▶ _Task_
Put the records into a two-column CSV, starting with the line containing "Exercise. Put one point on each instance of the dirt" and going on through the line containing "point(741, 257)", with columns named instruction and points and one row per record. Wrap each field in quotes and replace its line breaks with spaces.

▶ _Input rows_
---

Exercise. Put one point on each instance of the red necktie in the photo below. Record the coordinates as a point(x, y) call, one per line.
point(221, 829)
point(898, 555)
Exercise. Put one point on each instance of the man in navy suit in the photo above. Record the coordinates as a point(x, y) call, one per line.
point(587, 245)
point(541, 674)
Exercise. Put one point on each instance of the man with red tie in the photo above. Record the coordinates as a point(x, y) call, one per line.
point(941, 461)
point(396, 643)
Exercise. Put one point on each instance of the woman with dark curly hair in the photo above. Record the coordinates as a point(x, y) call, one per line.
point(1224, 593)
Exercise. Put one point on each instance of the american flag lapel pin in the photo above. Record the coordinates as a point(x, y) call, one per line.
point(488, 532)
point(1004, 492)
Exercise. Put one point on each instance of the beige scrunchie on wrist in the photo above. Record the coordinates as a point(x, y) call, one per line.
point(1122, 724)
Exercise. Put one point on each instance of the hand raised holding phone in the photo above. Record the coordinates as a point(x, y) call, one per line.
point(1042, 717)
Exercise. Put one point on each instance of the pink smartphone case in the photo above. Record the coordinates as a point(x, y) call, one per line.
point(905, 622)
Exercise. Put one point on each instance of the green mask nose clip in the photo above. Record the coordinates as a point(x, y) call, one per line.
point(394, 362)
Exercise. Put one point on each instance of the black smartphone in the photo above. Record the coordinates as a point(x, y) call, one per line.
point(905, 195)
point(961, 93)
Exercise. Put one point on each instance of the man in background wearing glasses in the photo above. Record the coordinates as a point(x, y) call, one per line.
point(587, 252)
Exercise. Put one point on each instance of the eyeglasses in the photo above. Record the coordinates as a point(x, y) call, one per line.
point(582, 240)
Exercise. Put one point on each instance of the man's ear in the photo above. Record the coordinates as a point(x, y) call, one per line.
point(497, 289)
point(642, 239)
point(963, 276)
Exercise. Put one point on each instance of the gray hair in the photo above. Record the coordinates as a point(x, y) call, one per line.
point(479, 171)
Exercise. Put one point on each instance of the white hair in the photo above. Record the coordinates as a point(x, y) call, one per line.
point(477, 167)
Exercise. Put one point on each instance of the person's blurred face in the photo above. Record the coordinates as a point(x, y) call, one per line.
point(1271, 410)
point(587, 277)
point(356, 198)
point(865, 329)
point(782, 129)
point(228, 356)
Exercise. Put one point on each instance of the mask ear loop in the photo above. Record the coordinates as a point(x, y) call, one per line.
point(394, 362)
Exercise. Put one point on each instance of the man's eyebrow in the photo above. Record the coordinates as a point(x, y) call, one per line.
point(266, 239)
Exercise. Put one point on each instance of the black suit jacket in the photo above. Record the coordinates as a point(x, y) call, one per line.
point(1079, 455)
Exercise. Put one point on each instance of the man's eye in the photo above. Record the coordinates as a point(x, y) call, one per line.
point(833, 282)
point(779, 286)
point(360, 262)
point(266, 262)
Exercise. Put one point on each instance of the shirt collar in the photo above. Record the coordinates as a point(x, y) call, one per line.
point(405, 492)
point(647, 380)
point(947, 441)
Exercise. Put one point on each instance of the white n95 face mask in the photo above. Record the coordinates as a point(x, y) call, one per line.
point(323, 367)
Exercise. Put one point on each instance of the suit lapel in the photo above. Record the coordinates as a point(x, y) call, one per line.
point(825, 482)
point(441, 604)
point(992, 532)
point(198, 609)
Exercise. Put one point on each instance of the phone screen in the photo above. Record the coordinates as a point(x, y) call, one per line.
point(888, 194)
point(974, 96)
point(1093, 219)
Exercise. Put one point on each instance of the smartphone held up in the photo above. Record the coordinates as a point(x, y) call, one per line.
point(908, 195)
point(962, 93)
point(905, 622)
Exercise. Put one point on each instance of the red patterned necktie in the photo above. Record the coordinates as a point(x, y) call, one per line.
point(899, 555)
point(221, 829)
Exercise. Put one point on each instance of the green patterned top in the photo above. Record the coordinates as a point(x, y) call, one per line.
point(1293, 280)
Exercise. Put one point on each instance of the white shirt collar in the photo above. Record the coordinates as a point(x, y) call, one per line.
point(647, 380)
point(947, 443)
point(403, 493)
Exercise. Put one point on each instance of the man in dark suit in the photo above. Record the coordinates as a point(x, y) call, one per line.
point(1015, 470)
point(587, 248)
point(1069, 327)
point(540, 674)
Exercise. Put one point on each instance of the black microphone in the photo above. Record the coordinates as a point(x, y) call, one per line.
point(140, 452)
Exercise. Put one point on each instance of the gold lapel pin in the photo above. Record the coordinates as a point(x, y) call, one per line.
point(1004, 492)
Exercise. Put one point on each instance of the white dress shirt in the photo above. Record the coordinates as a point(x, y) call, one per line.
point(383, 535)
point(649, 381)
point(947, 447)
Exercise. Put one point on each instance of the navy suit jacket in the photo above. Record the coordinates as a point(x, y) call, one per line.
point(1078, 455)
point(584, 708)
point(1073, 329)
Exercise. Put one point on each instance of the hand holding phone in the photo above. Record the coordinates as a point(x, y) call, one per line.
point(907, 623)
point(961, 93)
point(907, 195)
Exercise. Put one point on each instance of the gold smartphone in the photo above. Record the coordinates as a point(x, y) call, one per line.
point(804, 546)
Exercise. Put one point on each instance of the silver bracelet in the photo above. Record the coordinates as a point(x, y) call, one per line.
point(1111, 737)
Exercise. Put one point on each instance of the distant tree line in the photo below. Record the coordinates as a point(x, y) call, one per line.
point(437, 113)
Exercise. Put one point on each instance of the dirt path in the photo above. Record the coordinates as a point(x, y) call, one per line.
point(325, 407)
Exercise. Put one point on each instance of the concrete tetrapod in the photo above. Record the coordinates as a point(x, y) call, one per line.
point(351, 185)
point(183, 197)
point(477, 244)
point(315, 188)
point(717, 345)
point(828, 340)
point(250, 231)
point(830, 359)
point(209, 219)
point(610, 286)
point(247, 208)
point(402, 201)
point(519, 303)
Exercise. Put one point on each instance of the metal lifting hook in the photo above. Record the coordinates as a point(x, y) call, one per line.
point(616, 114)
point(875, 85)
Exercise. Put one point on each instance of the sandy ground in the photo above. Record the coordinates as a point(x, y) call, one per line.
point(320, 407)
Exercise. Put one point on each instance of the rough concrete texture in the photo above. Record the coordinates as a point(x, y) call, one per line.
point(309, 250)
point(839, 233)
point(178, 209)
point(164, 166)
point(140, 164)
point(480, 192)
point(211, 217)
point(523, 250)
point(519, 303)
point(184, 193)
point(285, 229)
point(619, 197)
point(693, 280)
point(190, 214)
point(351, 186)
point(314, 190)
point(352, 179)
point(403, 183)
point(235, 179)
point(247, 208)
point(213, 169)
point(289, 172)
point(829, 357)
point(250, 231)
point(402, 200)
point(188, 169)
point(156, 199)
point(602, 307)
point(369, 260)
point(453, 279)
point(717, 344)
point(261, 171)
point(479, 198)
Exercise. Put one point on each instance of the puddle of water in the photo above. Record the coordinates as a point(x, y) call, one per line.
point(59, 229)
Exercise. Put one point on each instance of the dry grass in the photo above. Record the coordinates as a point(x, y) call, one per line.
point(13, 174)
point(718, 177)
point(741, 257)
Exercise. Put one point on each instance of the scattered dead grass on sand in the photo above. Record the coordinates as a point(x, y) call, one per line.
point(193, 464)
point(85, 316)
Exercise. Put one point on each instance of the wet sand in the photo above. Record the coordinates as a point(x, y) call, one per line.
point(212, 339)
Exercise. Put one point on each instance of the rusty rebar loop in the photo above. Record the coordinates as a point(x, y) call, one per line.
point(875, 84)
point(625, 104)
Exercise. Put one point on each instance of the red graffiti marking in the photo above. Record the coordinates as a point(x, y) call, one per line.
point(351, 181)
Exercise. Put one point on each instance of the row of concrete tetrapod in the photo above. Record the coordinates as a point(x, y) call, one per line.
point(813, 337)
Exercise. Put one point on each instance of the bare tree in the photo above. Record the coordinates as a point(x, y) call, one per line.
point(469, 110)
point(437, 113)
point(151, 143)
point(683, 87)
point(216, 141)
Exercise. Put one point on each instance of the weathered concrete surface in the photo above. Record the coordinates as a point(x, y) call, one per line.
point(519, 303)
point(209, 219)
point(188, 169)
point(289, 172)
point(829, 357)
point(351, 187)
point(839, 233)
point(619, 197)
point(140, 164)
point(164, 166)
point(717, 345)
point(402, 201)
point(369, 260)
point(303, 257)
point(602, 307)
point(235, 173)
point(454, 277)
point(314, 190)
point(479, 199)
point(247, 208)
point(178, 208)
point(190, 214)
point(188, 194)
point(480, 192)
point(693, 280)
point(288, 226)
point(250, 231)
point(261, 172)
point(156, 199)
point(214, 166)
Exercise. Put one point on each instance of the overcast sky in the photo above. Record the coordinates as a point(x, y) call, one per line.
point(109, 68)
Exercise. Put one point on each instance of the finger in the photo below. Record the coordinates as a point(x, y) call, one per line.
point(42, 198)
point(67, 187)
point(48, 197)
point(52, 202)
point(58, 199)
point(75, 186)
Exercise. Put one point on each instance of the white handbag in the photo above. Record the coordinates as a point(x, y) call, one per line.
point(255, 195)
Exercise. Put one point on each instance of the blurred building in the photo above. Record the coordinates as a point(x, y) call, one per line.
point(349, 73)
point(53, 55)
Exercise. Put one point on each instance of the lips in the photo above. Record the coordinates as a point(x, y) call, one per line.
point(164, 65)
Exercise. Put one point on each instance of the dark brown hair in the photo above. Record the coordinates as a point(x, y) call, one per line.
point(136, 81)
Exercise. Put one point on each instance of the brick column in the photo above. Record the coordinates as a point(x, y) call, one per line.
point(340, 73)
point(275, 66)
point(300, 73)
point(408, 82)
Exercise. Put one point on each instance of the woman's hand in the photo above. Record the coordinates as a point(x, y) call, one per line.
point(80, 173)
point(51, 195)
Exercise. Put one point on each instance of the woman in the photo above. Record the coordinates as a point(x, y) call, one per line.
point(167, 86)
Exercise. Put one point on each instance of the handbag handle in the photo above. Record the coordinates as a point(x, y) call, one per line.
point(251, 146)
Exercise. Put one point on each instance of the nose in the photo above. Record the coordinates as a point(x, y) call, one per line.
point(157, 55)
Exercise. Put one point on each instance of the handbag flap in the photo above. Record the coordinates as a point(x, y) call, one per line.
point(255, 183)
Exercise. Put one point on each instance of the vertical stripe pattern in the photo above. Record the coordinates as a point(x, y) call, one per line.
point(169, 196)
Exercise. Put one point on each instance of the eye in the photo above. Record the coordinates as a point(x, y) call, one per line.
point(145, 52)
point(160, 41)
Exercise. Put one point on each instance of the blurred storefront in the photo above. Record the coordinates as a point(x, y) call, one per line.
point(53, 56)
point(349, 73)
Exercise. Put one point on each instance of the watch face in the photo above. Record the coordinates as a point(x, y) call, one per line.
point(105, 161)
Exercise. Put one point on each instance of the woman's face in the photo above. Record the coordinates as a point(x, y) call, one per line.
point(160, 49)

---

▶ _Task result_
instruction,points
"Exercise. Put one point on each instance of the dirt path in the photo above. Record the coordinates as a point(x, y) call, one per line.","point(325, 407)"
"Exercise. Put one point on each instance of the concrete tetrapod in the photo above. Record the coordinates as a point(x, y) call, one per line.","point(351, 185) point(183, 197) point(477, 244) point(315, 188) point(717, 345) point(828, 340) point(250, 231) point(830, 359) point(209, 219) point(610, 286) point(247, 208) point(402, 201) point(519, 303)"
"Exercise. Put one point on each instance of the metal lifting hook in the photo above. Record the coordinates as a point(x, y) call, one per line.","point(616, 114) point(875, 85)"
"Exercise. Put one point on each instance of the sandy ground in the photo above. Record the coordinates as a point(x, y) call, one per line.","point(320, 407)"
"Exercise. Put one point on each instance of the rough concrete texture in the photo above. Record the coordinates as a point(x, y) call, one per line.","point(309, 250) point(839, 233) point(178, 209) point(164, 166) point(140, 164) point(480, 192) point(211, 217) point(523, 250) point(519, 303) point(184, 193) point(285, 229) point(619, 197) point(693, 280) point(190, 214) point(351, 186) point(314, 190) point(352, 179) point(403, 183) point(235, 179) point(247, 208) point(213, 169) point(289, 172) point(829, 357) point(250, 231) point(402, 200) point(188, 169) point(156, 199) point(602, 307) point(369, 260) point(453, 279) point(717, 344) point(261, 171) point(479, 198)"
"Exercise. Put one point on each instance of the puddle of water in the photo above. Record the coordinates as a point(x, y) call, one per line.","point(59, 229)"
"Exercise. Put one point on each instance of the dry grass in the photo above. Record the coordinates as a point(x, y) call, one per line.","point(13, 174) point(718, 177) point(741, 257)"